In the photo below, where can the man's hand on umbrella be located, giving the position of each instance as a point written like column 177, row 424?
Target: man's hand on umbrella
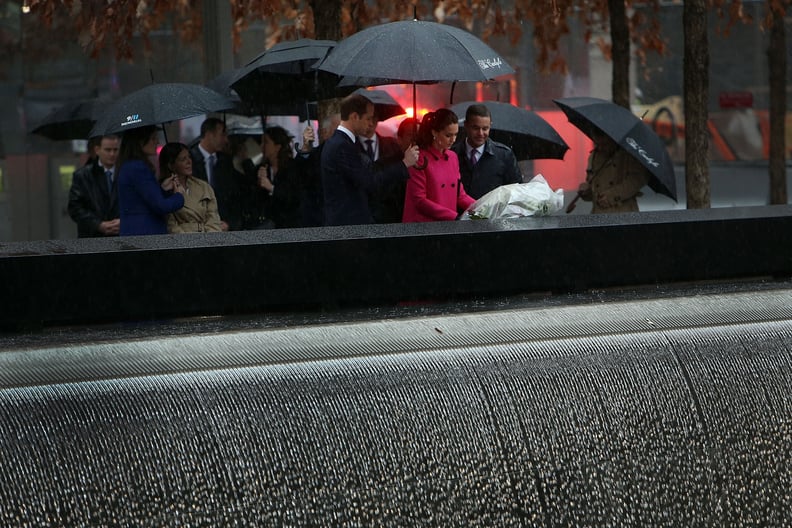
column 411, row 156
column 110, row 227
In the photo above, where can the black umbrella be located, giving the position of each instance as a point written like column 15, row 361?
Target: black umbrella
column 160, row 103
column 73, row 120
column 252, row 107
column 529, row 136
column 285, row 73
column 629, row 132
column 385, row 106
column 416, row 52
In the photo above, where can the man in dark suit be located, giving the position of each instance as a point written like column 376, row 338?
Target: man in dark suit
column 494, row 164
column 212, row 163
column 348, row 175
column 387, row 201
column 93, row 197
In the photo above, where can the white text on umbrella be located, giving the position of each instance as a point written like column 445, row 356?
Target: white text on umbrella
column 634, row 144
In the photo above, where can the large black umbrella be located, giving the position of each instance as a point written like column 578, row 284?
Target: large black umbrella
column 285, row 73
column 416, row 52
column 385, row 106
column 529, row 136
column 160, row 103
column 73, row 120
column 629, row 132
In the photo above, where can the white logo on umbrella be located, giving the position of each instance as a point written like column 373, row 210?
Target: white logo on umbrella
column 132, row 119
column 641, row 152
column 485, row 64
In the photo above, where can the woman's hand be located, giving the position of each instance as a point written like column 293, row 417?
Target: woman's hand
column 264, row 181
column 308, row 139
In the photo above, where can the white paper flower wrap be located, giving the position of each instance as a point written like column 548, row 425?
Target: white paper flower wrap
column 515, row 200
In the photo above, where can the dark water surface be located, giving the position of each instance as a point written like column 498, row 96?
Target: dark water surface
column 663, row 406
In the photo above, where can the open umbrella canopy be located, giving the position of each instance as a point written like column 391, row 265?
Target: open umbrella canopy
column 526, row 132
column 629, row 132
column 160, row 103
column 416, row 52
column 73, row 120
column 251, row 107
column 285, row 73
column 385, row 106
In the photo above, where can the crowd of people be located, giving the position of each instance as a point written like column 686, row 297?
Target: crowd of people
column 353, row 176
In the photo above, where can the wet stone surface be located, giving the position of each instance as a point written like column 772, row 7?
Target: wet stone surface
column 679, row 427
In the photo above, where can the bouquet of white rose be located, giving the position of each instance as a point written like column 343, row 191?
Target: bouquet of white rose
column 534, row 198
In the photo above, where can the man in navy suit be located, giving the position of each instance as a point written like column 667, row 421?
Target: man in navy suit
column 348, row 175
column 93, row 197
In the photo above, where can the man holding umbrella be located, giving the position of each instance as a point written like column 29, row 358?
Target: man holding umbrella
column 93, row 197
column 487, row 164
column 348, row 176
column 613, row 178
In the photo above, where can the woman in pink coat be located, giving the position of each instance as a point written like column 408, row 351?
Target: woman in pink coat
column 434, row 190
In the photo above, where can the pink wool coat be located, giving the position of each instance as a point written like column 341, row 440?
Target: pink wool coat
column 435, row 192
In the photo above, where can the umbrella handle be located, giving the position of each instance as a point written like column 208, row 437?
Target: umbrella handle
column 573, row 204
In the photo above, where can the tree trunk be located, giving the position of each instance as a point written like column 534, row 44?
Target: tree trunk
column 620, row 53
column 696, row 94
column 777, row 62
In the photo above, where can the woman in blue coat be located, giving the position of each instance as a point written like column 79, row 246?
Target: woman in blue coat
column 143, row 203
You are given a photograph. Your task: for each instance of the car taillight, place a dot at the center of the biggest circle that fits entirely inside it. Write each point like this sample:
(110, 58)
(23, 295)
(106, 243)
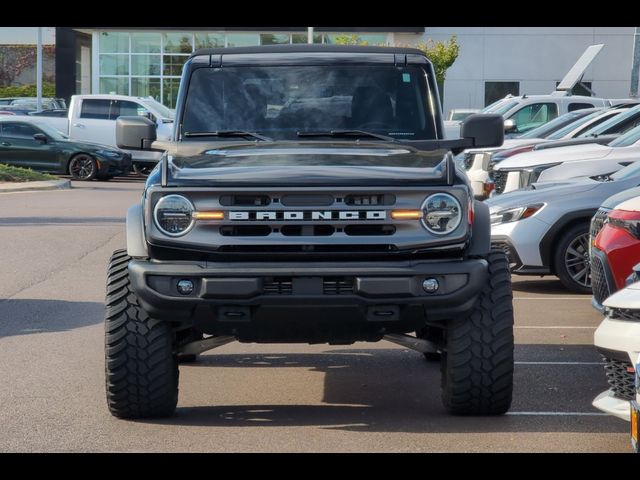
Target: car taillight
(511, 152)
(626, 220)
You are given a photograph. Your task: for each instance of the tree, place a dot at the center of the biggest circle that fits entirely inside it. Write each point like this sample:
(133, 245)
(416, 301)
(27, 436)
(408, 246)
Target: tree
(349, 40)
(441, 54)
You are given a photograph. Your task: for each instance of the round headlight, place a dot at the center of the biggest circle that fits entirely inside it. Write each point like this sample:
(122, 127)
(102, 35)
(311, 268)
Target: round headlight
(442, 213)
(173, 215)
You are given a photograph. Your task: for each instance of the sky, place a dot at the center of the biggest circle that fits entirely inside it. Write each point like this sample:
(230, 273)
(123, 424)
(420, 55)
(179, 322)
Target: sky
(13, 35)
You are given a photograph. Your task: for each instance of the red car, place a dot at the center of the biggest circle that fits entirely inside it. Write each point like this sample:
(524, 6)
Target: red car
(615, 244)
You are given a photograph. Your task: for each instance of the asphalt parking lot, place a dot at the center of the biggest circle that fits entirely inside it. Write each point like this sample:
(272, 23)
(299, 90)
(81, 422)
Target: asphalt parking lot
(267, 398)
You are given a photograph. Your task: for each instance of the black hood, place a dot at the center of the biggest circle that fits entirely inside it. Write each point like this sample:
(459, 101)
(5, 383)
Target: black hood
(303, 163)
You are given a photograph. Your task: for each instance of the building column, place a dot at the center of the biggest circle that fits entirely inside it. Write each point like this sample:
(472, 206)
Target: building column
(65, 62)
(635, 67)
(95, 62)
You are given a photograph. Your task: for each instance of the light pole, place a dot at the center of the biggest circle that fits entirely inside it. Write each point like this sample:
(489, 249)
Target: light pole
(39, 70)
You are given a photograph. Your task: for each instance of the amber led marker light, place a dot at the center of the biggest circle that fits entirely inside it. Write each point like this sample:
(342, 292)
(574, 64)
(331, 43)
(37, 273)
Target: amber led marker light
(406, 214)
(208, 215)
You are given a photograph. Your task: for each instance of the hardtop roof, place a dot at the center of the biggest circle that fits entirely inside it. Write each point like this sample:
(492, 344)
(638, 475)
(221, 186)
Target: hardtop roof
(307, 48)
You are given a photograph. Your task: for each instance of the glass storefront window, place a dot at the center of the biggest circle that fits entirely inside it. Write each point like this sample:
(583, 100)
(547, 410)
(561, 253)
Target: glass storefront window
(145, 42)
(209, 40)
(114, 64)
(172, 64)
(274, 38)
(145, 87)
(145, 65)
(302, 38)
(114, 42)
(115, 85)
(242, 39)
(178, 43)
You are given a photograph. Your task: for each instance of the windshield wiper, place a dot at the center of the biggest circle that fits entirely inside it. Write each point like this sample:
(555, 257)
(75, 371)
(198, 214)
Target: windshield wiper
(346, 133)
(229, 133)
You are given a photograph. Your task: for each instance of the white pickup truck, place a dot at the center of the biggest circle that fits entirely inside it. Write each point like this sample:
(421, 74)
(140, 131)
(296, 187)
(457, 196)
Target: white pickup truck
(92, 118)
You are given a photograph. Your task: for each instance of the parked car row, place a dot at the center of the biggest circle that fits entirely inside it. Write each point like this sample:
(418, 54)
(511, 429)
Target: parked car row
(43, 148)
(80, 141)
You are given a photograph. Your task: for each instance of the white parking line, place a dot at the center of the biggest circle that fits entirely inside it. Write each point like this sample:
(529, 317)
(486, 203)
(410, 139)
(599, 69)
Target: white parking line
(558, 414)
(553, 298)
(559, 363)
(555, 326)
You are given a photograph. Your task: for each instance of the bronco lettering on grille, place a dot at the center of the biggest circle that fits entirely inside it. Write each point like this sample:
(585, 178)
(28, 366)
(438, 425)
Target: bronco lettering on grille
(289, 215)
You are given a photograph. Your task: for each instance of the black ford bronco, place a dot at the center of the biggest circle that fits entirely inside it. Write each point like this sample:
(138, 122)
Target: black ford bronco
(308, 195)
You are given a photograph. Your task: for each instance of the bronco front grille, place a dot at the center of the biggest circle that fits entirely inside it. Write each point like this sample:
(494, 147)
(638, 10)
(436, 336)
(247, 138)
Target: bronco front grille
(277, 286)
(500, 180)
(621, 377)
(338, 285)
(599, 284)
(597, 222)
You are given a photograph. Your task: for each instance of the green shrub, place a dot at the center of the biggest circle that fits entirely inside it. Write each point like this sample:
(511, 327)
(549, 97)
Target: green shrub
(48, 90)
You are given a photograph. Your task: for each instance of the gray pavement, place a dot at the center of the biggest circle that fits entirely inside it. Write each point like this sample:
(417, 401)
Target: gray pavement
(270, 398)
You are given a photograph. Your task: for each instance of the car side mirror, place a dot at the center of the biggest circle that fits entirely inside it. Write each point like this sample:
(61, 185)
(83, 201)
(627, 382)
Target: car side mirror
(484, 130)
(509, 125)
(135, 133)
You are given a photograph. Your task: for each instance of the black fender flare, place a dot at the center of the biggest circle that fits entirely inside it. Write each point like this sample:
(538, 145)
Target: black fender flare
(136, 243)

::::::::

Exactly as written, repeat the lines of the material above from the first through the line holding "In the photo above, where can the black", with both ends in the copy and no pictures.

In the photo below, where can the man's hand on umbrella be located, giving the position of each instance as a point written like column 177, row 424?
Target: man's hand on umbrella
column 411, row 156
column 110, row 227
In the photo above, where can the black umbrella be located, giving the position of each instance as a point written like column 15, row 361?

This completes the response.